— Objective —
Copy the records from the line containing "pin: wooden fence" through the end of the records, both included, with each answer coordinate multiplied by 2.3 and rounded to a whole number (halves up). Keep the requests and their sample coordinates unchanged, and leave out the pictures.
** Begin Supplied material **
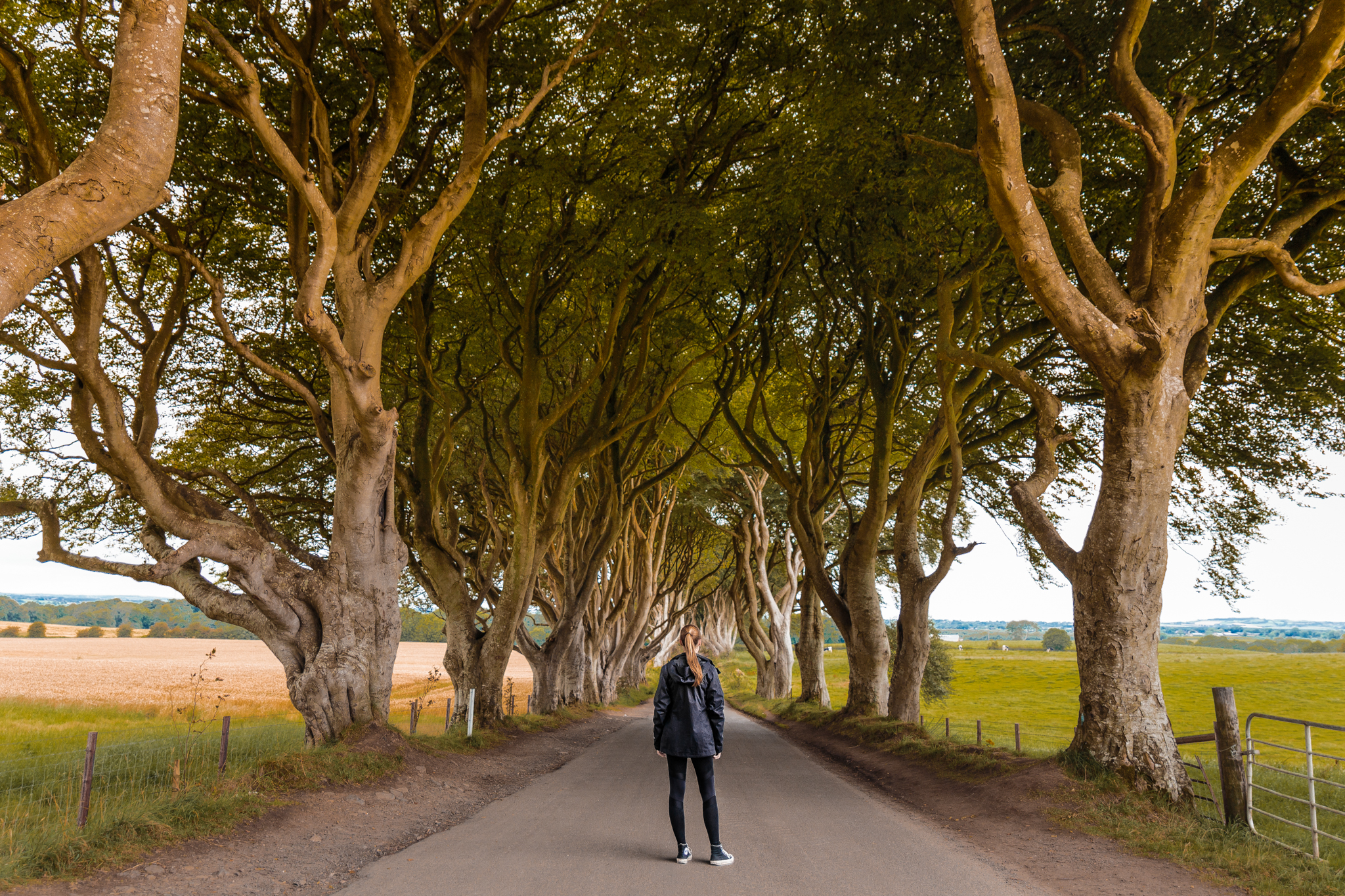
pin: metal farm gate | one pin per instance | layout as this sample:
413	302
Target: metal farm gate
1304	784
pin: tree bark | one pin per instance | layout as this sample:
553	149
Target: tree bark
1137	339
814	680
1118	589
717	624
120	174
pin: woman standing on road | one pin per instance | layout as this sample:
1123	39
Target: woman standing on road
689	725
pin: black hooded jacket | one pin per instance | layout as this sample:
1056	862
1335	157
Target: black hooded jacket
689	720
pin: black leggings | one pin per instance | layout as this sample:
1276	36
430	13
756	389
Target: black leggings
677	788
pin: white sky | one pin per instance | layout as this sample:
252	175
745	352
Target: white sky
1296	572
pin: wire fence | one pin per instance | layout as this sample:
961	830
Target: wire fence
1017	736
45	801
431	714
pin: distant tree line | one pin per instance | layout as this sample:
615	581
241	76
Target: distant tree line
175	616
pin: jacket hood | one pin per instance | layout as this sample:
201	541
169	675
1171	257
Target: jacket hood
682	672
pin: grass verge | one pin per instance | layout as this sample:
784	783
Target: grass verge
1152	825
946	758
146	819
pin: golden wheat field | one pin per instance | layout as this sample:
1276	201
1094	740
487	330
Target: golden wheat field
135	673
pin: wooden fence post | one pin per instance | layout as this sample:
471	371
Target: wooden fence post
223	743
87	785
1232	773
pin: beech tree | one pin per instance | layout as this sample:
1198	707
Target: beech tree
330	616
120	174
1143	331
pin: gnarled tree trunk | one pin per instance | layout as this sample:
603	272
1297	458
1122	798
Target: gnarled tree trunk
813	676
1145	340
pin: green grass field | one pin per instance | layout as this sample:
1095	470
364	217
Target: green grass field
1040	692
1040	689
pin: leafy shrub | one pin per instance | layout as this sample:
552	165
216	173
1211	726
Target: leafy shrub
1055	640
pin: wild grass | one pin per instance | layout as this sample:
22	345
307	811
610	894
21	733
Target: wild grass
158	779
1040	691
1152	825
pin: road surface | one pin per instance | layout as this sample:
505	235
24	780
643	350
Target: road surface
599	825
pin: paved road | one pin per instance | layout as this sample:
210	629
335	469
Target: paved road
599	825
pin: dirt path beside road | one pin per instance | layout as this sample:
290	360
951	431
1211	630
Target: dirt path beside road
320	840
1006	819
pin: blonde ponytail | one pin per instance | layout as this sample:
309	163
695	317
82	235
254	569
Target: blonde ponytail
690	640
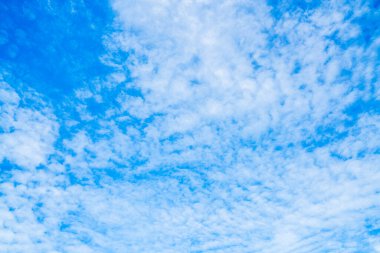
** End Supplied material **
— Worked answer —
pin: wooden fence post | one pin per instance | layout as this sample:
471	371
Target: wooden fence post
513	1709
200	1806
2834	1778
pin: beech tree | one pin per instance | layout as this sample:
1198	707
Target: beech tree
759	1417
276	400
2629	761
pin: gnarled tree trunk | one pin per instance | layout as this sample:
603	272
1297	458
1122	798
Target: gnarled tree trunk
1870	1555
2634	782
pin: green grass field | one pin per instance | layout as this sample:
1095	470
364	217
Target: green grass field
2392	1592
2392	1585
pin: leafy shrub | one pin per instance | layout as this sample:
552	165
216	173
1211	726
Target: leafy shrub
2427	1472
pin: wild grass | one pin per instance | layout as this sample:
22	345
307	811
610	894
21	733
Target: wild grass
363	1792
2392	1589
2650	1898
pin: road surface | one pin per instance | layout as this sample:
505	235
24	780
643	350
Target: road surface
1378	1898
pin: paved road | one pin per instance | layout as this sample:
210	629
335	469
Target: paved road
1378	1898
pin: dirt path beside road | one pin per instance | layout as this sample:
290	360
951	431
1211	630
Target: dirt path beside road
736	1932
2314	1884
pin: blonde ponytail | one pin per instance | layout as this sample:
309	163
695	317
82	235
254	569
Target: blonde ponytail
1587	1472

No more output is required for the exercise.